TEXT EXTRACT:
---+---

“Muganbank” OJSC’s Risk Management System complies with the requirements of the Law of the Republic of Azerbaijan on Banks, normative legal documents of the Central Bank of the Republic of Azerbaijan, “Rules on Application of Corporate Governance Standards in Banks”, recommendations of the Basel Committee and international practice, as well as the Bank's internal policy and carried out in accordance with the rules and procedures established by the methodology.
The main purpose of the risk management system is to determine the organization and principles of risk management, the duties and responsibilities of the responsible structures and to define the framework for strategic and day-to-day risk management, monitoring and control.
The Bank divides functions and responsibilities between its structural units according to the principle of 3 lines of defense, taking into account effective risk management, proper recognition of risks, assessment of risks, as well as ensuring continuity and efficiency between business processes and minimizing conflicts of interest. The functions mentioned on each line of defense can be performed by several structural divisions of the bank.

---+---

SET PROBLEM A:
Pull out every line of the listing that contains the string "paved", paying attention to case.
The risk management passage and the listing have no connection to each other.

---+---

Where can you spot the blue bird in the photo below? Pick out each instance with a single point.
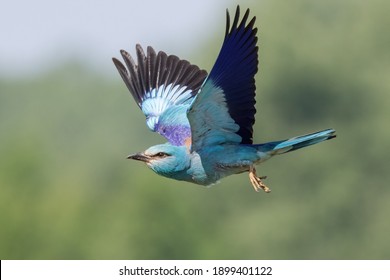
(206, 118)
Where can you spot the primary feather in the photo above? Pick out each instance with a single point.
(207, 119)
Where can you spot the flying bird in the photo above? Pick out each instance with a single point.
(207, 119)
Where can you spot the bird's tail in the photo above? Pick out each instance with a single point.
(295, 143)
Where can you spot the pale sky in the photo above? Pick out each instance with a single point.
(36, 35)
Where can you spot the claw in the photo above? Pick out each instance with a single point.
(256, 181)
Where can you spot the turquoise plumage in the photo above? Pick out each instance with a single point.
(207, 119)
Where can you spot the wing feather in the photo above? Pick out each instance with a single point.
(161, 83)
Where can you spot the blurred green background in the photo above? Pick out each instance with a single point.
(67, 191)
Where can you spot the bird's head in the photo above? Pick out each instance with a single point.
(164, 159)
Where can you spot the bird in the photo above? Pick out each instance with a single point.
(206, 118)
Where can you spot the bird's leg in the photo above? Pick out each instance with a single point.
(256, 181)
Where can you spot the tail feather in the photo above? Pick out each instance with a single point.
(295, 143)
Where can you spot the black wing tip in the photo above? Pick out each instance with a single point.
(237, 24)
(152, 70)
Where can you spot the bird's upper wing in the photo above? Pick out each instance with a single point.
(223, 111)
(159, 83)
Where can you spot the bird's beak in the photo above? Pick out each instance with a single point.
(139, 156)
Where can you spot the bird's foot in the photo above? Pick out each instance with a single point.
(256, 181)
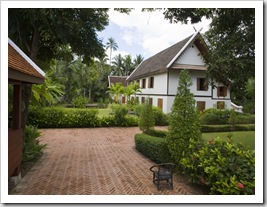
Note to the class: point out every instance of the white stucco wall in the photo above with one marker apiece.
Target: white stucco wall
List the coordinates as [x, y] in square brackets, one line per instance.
[190, 56]
[160, 85]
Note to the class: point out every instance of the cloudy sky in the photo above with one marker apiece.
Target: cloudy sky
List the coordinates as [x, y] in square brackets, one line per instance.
[145, 33]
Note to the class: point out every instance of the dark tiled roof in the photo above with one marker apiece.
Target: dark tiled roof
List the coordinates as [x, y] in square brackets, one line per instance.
[118, 79]
[159, 62]
[17, 62]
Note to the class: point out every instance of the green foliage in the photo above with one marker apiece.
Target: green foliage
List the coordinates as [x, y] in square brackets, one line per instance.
[184, 120]
[225, 167]
[232, 118]
[62, 118]
[246, 138]
[161, 119]
[214, 116]
[217, 117]
[146, 119]
[119, 113]
[32, 146]
[157, 133]
[227, 128]
[43, 30]
[80, 102]
[154, 148]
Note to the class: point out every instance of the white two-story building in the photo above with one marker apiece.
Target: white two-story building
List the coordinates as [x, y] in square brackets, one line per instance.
[158, 76]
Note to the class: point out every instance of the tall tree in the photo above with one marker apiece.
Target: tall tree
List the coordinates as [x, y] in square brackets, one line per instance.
[112, 46]
[117, 68]
[184, 122]
[137, 60]
[39, 32]
[128, 65]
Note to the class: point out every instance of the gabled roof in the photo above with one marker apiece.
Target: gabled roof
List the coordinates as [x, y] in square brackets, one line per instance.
[117, 79]
[21, 67]
[165, 59]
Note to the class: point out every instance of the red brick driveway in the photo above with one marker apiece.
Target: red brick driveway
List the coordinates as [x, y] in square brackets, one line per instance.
[94, 161]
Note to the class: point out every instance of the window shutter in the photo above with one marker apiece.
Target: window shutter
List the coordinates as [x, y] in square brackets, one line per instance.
[206, 85]
[198, 84]
[225, 91]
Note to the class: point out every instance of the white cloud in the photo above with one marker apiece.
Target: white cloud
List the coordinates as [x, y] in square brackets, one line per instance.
[150, 31]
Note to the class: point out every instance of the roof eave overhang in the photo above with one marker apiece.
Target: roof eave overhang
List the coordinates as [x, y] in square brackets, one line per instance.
[16, 76]
[147, 75]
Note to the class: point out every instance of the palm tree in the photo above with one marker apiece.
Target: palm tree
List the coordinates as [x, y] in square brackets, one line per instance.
[116, 90]
[118, 65]
[127, 65]
[112, 45]
[138, 59]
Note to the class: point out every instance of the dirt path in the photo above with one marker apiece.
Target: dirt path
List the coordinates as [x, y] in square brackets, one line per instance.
[93, 161]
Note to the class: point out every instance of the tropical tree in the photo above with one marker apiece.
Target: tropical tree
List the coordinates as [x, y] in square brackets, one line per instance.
[137, 60]
[112, 46]
[39, 31]
[116, 90]
[184, 124]
[127, 65]
[117, 68]
[146, 119]
[130, 90]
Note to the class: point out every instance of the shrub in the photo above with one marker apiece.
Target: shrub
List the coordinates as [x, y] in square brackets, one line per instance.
[32, 146]
[225, 167]
[119, 112]
[214, 116]
[80, 102]
[146, 119]
[156, 133]
[62, 118]
[184, 120]
[227, 128]
[154, 148]
[161, 119]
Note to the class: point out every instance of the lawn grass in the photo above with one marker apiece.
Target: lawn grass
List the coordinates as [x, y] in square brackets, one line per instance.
[246, 138]
[104, 112]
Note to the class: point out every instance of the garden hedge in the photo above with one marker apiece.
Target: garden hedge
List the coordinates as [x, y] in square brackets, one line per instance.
[74, 118]
[154, 148]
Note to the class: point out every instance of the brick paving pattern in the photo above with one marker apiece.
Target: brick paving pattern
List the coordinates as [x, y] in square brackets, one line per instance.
[94, 161]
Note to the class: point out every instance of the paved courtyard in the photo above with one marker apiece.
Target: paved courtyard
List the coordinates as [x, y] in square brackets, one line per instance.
[93, 161]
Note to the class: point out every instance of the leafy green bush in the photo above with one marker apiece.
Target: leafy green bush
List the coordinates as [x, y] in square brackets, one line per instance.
[184, 120]
[146, 118]
[243, 118]
[119, 112]
[156, 133]
[154, 148]
[161, 119]
[225, 167]
[32, 146]
[214, 116]
[227, 128]
[62, 118]
[80, 102]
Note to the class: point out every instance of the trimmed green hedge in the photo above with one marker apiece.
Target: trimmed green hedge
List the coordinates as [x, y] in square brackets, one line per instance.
[156, 133]
[74, 118]
[227, 128]
[152, 147]
[216, 117]
[226, 168]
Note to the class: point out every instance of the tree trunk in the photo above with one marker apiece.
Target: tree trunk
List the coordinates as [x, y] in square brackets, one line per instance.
[27, 88]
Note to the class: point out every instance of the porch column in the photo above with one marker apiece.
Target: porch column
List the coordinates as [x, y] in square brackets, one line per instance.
[17, 106]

---+---

SET PROBLEM B:
Repeat the risk management passage word for word, beginning at the words "The Bank divides" and stopping after "of the bank.".

FULL OUTPUT A:
Note to the class: point out every instance of the paved courtyard in the photo above with one marker apiece.
Target: paved courtyard

FULL OUTPUT B:
The Bank divides functions and responsibilities between its structural units according to the principle of 3 lines of defense, taking into account effective risk management, proper recognition of risks, assessment of risks, as well as ensuring continuity and efficiency between business processes and minimizing conflicts of interest. The functions mentioned on each line of defense can be performed by several structural divisions of the bank.